> _ASSIGNMENT_
Continue the news report below about DVC's spring section cuts and the "C" contract funding formula, picking up right after its final sentence.

> _SELECTED EXCERPT_
================================
For the second semester in a row, DVC instructors have been told to cut sections for the upcoming spring schedule, despite overflowing classes and district Chancellor Helen Benjamin’s admission that the district’s formula for allocating money to the college is “seriously flawed.”
At the center of the controversy is the “C” contract formula, which is used to allocate money to the college for part-time faculty, said Jeffrey Michaels, president of the teachers’ union, United Faculty.
Michaels said the formula does not provide money to adequately fund the college, which leads to DVC exceeding its budget for part-time faculty.
In the past, the district chose not to actively enforce the budget cap, but began to do so this year. DVC is currently $2 million over budget.
“If you have to tighten your budget, the easiest – and when I say ‘easiest’ I mean ‘if you’re lazy’ – way to manipulate the money is to adjust the student-teacher ratio, raise class sizes or offer fewer classes,” Michaels said.
================================
> _MATERIAL SUPPLIED_
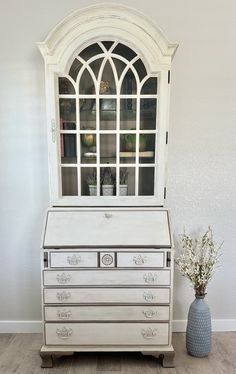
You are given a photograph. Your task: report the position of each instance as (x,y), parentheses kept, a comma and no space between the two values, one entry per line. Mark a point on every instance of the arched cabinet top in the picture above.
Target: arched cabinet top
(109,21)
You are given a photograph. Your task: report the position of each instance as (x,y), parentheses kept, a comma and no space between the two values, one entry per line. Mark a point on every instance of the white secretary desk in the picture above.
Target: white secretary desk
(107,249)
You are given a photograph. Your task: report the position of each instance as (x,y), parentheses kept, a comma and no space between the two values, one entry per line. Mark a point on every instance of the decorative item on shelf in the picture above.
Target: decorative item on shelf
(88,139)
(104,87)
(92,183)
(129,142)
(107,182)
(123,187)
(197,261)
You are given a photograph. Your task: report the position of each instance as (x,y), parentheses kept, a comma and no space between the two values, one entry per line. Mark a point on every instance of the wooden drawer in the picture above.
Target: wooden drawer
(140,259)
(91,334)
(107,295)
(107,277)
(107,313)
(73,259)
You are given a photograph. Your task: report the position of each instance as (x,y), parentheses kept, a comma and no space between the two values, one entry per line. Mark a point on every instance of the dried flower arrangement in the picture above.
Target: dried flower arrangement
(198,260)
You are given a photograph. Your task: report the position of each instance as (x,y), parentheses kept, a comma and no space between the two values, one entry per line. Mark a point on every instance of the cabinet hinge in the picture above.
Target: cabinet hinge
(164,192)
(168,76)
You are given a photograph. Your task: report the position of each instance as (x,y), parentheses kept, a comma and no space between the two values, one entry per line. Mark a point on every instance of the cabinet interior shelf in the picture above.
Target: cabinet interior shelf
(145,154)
================================
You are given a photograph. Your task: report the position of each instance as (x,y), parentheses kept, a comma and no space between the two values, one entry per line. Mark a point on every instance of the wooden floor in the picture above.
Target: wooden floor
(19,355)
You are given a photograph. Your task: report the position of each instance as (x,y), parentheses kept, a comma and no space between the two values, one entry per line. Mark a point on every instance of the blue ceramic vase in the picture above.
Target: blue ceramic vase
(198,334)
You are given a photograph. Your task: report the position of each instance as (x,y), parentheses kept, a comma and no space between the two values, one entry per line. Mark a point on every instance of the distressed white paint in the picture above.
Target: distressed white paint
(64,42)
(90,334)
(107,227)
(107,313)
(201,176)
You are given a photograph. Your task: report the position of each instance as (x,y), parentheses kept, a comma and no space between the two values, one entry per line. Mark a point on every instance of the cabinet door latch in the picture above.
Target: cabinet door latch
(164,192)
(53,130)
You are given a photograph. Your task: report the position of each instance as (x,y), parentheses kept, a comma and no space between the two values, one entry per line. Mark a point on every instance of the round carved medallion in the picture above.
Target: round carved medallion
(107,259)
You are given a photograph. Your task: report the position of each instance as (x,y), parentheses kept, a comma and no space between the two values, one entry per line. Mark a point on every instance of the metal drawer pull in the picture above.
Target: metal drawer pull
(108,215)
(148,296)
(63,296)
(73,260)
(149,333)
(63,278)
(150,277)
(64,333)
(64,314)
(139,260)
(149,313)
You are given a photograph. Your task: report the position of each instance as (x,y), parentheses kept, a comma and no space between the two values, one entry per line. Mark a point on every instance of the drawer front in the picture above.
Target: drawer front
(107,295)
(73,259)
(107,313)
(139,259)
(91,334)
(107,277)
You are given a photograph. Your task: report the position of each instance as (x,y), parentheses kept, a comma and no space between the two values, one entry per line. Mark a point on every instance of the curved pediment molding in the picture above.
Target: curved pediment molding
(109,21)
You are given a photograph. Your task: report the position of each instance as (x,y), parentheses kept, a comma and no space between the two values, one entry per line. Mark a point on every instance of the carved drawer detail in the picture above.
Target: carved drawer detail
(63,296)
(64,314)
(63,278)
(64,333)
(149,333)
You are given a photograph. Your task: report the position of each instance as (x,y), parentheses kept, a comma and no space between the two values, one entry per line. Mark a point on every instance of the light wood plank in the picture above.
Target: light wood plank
================================
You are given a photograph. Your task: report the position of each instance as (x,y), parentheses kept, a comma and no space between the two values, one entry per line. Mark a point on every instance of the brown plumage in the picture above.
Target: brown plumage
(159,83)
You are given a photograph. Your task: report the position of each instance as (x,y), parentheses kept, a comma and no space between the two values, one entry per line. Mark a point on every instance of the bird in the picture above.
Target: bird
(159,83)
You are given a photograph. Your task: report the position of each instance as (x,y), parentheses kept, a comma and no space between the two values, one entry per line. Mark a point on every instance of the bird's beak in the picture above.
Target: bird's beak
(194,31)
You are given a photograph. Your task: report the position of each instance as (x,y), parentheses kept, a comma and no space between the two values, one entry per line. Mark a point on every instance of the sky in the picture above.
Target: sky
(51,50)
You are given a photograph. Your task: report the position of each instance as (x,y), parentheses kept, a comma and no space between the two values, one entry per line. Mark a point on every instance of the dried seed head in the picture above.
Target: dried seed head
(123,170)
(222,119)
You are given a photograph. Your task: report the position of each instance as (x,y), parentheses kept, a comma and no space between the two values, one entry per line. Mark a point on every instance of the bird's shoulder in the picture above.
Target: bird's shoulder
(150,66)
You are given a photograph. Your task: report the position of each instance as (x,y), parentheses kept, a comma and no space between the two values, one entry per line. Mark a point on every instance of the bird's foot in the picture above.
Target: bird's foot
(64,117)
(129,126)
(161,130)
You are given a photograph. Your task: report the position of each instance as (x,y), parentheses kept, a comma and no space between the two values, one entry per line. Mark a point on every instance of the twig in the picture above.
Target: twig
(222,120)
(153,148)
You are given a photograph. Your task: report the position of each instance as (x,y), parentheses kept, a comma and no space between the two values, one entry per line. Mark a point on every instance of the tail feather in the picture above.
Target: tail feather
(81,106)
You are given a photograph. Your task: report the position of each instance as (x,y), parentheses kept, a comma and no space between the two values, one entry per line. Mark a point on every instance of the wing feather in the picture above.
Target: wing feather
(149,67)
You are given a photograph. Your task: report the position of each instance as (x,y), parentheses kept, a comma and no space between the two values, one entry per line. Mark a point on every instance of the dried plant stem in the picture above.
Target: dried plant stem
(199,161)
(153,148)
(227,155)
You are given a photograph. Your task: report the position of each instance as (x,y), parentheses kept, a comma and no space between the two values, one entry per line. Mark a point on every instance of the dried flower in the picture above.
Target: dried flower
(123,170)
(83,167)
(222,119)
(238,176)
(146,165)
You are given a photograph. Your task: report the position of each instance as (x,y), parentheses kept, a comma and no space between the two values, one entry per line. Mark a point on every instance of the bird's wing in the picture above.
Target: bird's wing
================================
> _EXERCISE OUTPUT_
This policy has proven very unpopular with DVC faculty.
“We’ve got what some of us have labeled as a ‘formula for failure,'” said music instructor Glenn Appell. “Right now we have something like 92 percent enrollment, and if that’s not adequate to say we’re in good shape then … I don’t know what is.”
At a tumultuous Faculty Senate meeting Oct. 9, DVC instructors blasted the chancellor for coming unprepared to answer their questions about why the college was being forced to cut classes, despite overwhelming student demand, potential revenue loss and increased enrollment.
Benjamin returned to the Faculty Senate this week along with Roy Stutzman, the districts interim chief financial officer, who gave a brief presentation about the formula. Abruptly ending the meeting, Benjamin refused to answer questions promising a more in depth meeting in November.
At the earlier meeting, the chancellor responded to faculty complaints by saying, “My regret today … is that I didn’t know what you were going to ask me. And had I known that, I certainly would have been better prepared.”
Her statement did little to alleviate several faculty member’s growing apprehension that she is out of touch.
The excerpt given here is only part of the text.